=== Section Start ===

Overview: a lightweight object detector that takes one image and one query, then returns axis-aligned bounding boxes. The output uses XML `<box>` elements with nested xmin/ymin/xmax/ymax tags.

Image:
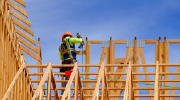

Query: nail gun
<box><xmin>76</xmin><ymin>32</ymin><xmax>84</xmax><ymax>49</ymax></box>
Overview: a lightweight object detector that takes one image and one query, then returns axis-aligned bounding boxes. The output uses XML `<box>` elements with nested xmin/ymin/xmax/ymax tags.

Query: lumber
<box><xmin>139</xmin><ymin>48</ymin><xmax>153</xmax><ymax>100</ymax></box>
<box><xmin>7</xmin><ymin>0</ymin><xmax>28</xmax><ymax>17</ymax></box>
<box><xmin>10</xmin><ymin>9</ymin><xmax>31</xmax><ymax>26</ymax></box>
<box><xmin>14</xmin><ymin>19</ymin><xmax>34</xmax><ymax>36</ymax></box>
<box><xmin>14</xmin><ymin>0</ymin><xmax>26</xmax><ymax>7</ymax></box>
<box><xmin>31</xmin><ymin>62</ymin><xmax>52</xmax><ymax>100</ymax></box>
<box><xmin>76</xmin><ymin>50</ymin><xmax>86</xmax><ymax>55</ymax></box>
<box><xmin>16</xmin><ymin>27</ymin><xmax>36</xmax><ymax>44</ymax></box>
<box><xmin>154</xmin><ymin>61</ymin><xmax>159</xmax><ymax>100</ymax></box>
<box><xmin>85</xmin><ymin>37</ymin><xmax>91</xmax><ymax>100</ymax></box>
<box><xmin>75</xmin><ymin>70</ymin><xmax>78</xmax><ymax>100</ymax></box>
<box><xmin>48</xmin><ymin>71</ymin><xmax>51</xmax><ymax>100</ymax></box>
<box><xmin>61</xmin><ymin>62</ymin><xmax>78</xmax><ymax>100</ymax></box>
<box><xmin>51</xmin><ymin>70</ymin><xmax>60</xmax><ymax>100</ymax></box>
<box><xmin>92</xmin><ymin>62</ymin><xmax>104</xmax><ymax>100</ymax></box>
<box><xmin>19</xmin><ymin>36</ymin><xmax>38</xmax><ymax>53</ymax></box>
<box><xmin>20</xmin><ymin>45</ymin><xmax>39</xmax><ymax>61</ymax></box>
<box><xmin>2</xmin><ymin>63</ymin><xmax>26</xmax><ymax>100</ymax></box>
<box><xmin>170</xmin><ymin>60</ymin><xmax>180</xmax><ymax>100</ymax></box>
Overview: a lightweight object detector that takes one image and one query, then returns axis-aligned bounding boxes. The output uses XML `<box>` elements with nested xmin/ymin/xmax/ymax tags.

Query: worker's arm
<box><xmin>59</xmin><ymin>51</ymin><xmax>63</xmax><ymax>60</ymax></box>
<box><xmin>69</xmin><ymin>38</ymin><xmax>83</xmax><ymax>46</ymax></box>
<box><xmin>59</xmin><ymin>46</ymin><xmax>63</xmax><ymax>60</ymax></box>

=== Section End ===

DESCRIPTION OF THE TASK: Produce a verbatim copy of all records, minus pictures.

OUTPUT BELOW:
Overview: a lightweight object detector that takes one image and one query, then returns axis-aligned bounding boxes. The output uses XML `<box>` elements with nested xmin/ymin/xmax/ymax tags.

Image:

Query: nail gun
<box><xmin>76</xmin><ymin>32</ymin><xmax>84</xmax><ymax>49</ymax></box>
Overview: a lightweight object detector that takes one image and one query, then returns axis-aligned bounding boxes. The output uses XML `<box>` elements with nested xmin/ymin/xmax/ymax tags.

Query: lumber
<box><xmin>139</xmin><ymin>48</ymin><xmax>153</xmax><ymax>100</ymax></box>
<box><xmin>7</xmin><ymin>0</ymin><xmax>28</xmax><ymax>17</ymax></box>
<box><xmin>10</xmin><ymin>9</ymin><xmax>31</xmax><ymax>26</ymax></box>
<box><xmin>14</xmin><ymin>19</ymin><xmax>34</xmax><ymax>36</ymax></box>
<box><xmin>14</xmin><ymin>0</ymin><xmax>26</xmax><ymax>7</ymax></box>
<box><xmin>31</xmin><ymin>62</ymin><xmax>52</xmax><ymax>100</ymax></box>
<box><xmin>76</xmin><ymin>50</ymin><xmax>86</xmax><ymax>55</ymax></box>
<box><xmin>16</xmin><ymin>27</ymin><xmax>36</xmax><ymax>44</ymax></box>
<box><xmin>154</xmin><ymin>61</ymin><xmax>159</xmax><ymax>100</ymax></box>
<box><xmin>85</xmin><ymin>37</ymin><xmax>91</xmax><ymax>100</ymax></box>
<box><xmin>75</xmin><ymin>70</ymin><xmax>78</xmax><ymax>100</ymax></box>
<box><xmin>48</xmin><ymin>71</ymin><xmax>51</xmax><ymax>100</ymax></box>
<box><xmin>61</xmin><ymin>62</ymin><xmax>78</xmax><ymax>100</ymax></box>
<box><xmin>51</xmin><ymin>70</ymin><xmax>60</xmax><ymax>100</ymax></box>
<box><xmin>92</xmin><ymin>62</ymin><xmax>104</xmax><ymax>100</ymax></box>
<box><xmin>19</xmin><ymin>36</ymin><xmax>38</xmax><ymax>53</ymax></box>
<box><xmin>20</xmin><ymin>45</ymin><xmax>39</xmax><ymax>61</ymax></box>
<box><xmin>2</xmin><ymin>63</ymin><xmax>26</xmax><ymax>100</ymax></box>
<box><xmin>170</xmin><ymin>60</ymin><xmax>180</xmax><ymax>100</ymax></box>
Overview: a lightweight object detector that takes one image and one query, then returns axis-aligned bounding boxes. The output uses XML `<box>` elements with nested xmin/ymin/xmax/ymax tags.

Query: worker's arm
<box><xmin>59</xmin><ymin>51</ymin><xmax>63</xmax><ymax>60</ymax></box>
<box><xmin>69</xmin><ymin>38</ymin><xmax>83</xmax><ymax>46</ymax></box>
<box><xmin>59</xmin><ymin>46</ymin><xmax>63</xmax><ymax>60</ymax></box>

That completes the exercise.